Stored data:
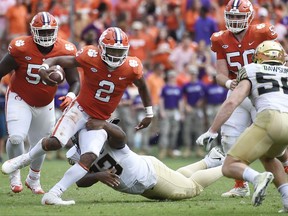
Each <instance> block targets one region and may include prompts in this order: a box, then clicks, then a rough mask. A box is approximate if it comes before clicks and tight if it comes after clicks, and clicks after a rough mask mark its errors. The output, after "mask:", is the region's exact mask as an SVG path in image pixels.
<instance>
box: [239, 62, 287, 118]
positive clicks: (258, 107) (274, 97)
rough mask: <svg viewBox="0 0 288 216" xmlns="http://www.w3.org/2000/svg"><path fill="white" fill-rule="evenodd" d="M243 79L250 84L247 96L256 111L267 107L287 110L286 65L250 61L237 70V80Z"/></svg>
mask: <svg viewBox="0 0 288 216" xmlns="http://www.w3.org/2000/svg"><path fill="white" fill-rule="evenodd" d="M244 79H248V80H249V81H250V82H251V84H252V88H251V95H250V96H249V98H250V99H251V101H252V103H253V104H254V106H255V108H256V110H257V113H259V112H261V111H263V110H267V109H269V110H279V111H280V112H288V103H287V101H288V67H286V66H283V65H268V64H254V63H252V64H249V65H246V66H245V67H243V68H242V69H241V70H240V71H239V74H238V77H237V81H238V82H240V81H241V80H244Z"/></svg>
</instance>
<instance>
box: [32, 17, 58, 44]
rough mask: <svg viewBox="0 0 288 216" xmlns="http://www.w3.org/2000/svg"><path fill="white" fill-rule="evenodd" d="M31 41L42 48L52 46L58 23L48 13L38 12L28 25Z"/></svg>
mask: <svg viewBox="0 0 288 216" xmlns="http://www.w3.org/2000/svg"><path fill="white" fill-rule="evenodd" d="M30 28H31V33H32V36H33V40H34V42H35V43H36V44H39V45H40V46H43V47H49V46H52V45H53V44H54V43H55V41H56V39H57V34H58V22H57V20H56V18H55V17H54V16H52V15H51V14H50V13H48V12H39V13H38V14H36V15H35V16H34V17H33V19H32V21H31V23H30Z"/></svg>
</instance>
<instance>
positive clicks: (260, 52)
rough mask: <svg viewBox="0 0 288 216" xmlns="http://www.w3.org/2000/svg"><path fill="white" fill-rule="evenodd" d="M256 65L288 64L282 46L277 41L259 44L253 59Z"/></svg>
mask: <svg viewBox="0 0 288 216" xmlns="http://www.w3.org/2000/svg"><path fill="white" fill-rule="evenodd" d="M252 60H253V62H254V63H257V64H265V63H273V64H279V65H280V64H281V65H284V64H285V63H286V53H285V50H284V48H283V47H282V45H281V44H280V43H278V42H275V41H264V42H262V43H261V44H259V45H258V46H257V48H256V50H255V53H254V55H253V58H252Z"/></svg>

## [Work instructions]
Go through the data and return each line where the word "positive" appears.

## [Finished exercise]
positive clicks: (258, 107) (274, 97)
positive clicks: (260, 52)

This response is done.